Segment Start: MATERIAL PROVIDED
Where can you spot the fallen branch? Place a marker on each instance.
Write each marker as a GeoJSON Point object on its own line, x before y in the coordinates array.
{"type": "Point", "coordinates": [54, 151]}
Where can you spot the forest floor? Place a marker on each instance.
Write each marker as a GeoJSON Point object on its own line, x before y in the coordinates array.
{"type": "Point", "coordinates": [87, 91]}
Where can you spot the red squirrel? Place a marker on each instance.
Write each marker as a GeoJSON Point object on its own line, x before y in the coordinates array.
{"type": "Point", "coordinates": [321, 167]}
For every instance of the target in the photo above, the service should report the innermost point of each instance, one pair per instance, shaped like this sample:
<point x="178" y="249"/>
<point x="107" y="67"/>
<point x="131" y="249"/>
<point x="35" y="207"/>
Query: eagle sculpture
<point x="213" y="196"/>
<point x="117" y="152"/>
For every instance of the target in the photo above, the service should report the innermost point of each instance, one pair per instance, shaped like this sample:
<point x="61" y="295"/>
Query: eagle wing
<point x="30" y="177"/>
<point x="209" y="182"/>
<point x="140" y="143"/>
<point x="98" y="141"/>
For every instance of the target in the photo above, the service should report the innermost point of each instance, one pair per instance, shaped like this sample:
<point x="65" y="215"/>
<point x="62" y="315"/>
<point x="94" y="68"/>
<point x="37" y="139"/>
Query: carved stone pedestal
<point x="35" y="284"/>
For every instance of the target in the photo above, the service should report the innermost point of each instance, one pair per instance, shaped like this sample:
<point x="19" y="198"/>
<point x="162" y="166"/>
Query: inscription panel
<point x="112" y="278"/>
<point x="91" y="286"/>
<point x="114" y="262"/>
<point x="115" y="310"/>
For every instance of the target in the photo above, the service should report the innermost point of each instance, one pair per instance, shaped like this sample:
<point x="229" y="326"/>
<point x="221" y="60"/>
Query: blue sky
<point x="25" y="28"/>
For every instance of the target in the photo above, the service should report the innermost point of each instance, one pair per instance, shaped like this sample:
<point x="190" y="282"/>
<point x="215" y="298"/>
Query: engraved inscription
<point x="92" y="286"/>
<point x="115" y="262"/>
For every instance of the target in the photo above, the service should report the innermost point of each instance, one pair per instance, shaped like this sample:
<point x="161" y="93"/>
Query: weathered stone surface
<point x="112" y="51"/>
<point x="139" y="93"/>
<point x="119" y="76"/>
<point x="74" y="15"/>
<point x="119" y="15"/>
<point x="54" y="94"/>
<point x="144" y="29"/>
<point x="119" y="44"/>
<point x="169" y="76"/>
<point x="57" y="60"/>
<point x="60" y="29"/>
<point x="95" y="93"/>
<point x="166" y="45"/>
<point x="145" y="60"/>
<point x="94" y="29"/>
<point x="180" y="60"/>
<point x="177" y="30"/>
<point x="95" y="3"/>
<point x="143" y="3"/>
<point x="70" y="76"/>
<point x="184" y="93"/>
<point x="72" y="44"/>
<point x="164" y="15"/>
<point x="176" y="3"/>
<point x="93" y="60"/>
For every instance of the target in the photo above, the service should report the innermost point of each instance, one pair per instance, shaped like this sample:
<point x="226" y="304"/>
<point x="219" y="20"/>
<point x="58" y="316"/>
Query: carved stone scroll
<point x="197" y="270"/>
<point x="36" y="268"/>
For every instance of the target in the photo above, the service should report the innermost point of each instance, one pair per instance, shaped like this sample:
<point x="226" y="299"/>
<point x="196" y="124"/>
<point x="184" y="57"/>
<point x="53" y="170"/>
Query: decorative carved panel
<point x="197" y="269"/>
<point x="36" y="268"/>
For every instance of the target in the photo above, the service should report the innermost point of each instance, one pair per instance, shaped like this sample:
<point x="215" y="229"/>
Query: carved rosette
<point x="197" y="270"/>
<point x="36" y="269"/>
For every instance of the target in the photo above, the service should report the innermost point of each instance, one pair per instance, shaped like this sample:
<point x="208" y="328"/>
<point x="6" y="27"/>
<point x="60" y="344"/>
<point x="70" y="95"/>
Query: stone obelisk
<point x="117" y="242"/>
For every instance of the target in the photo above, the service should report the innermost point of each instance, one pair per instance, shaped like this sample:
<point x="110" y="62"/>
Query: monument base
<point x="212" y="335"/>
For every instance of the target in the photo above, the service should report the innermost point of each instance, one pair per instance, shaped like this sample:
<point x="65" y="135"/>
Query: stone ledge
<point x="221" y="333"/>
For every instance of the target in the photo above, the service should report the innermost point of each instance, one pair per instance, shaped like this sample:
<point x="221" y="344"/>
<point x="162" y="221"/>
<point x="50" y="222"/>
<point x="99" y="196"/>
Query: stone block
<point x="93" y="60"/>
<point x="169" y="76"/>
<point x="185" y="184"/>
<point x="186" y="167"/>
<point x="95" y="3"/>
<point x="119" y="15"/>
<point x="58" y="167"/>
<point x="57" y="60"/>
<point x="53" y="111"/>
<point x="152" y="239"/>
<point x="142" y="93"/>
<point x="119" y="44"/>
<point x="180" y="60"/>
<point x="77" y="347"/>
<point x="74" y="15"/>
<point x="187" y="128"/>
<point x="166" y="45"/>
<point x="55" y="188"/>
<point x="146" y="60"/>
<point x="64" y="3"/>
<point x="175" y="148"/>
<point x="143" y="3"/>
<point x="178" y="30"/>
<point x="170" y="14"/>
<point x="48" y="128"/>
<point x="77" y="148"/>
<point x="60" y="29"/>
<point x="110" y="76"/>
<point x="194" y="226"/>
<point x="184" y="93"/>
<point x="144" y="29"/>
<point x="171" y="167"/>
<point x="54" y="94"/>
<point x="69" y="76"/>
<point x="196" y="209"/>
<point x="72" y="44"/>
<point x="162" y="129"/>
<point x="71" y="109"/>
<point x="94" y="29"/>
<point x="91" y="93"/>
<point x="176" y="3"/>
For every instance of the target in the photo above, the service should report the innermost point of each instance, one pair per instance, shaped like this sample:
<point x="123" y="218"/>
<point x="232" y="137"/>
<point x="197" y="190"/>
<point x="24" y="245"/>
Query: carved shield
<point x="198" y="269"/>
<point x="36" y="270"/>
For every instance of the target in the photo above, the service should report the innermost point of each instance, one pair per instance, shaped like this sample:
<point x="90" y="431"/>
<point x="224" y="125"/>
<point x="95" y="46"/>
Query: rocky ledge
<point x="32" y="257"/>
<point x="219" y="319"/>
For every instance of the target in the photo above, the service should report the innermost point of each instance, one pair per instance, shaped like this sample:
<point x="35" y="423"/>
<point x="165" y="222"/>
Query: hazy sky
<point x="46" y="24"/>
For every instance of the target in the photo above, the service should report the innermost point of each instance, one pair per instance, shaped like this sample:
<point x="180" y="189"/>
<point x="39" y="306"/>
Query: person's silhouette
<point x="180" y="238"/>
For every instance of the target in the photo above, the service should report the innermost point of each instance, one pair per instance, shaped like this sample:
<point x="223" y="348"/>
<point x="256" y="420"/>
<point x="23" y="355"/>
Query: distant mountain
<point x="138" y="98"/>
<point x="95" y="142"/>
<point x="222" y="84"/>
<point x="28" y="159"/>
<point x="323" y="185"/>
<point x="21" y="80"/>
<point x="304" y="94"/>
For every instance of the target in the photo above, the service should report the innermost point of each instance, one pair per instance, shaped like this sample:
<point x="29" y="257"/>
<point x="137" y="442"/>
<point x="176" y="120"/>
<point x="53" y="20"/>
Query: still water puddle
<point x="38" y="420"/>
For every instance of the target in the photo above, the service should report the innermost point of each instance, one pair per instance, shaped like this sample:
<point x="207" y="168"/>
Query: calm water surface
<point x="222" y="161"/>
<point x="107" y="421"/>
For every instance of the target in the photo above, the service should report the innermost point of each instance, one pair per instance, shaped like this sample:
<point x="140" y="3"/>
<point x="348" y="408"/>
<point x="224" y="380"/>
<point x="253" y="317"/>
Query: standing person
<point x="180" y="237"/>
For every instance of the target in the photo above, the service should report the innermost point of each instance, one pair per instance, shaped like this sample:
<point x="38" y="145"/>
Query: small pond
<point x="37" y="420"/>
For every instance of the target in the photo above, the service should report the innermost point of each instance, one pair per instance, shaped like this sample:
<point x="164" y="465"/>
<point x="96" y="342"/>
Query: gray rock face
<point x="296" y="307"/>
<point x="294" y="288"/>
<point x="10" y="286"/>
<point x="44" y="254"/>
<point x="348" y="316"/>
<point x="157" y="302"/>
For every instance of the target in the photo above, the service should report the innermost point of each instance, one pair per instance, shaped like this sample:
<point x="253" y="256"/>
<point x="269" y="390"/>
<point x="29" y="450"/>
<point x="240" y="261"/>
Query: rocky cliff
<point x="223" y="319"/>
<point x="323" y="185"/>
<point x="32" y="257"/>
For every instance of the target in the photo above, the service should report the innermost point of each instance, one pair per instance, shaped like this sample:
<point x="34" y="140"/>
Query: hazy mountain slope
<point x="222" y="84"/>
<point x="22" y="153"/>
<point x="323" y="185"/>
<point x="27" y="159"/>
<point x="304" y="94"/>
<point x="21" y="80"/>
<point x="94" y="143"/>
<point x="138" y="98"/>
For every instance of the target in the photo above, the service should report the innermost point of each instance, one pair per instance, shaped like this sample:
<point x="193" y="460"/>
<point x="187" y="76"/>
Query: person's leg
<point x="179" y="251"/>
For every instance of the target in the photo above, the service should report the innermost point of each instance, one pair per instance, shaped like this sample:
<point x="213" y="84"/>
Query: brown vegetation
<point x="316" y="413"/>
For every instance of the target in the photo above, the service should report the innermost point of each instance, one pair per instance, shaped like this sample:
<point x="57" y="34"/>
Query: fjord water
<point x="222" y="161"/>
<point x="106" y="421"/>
Segment End: MATERIAL PROVIDED
Count the lines of the entries above in which the string "Place" appears. Supply the number only.

→ SOLUTION FOR THIS TASK: 3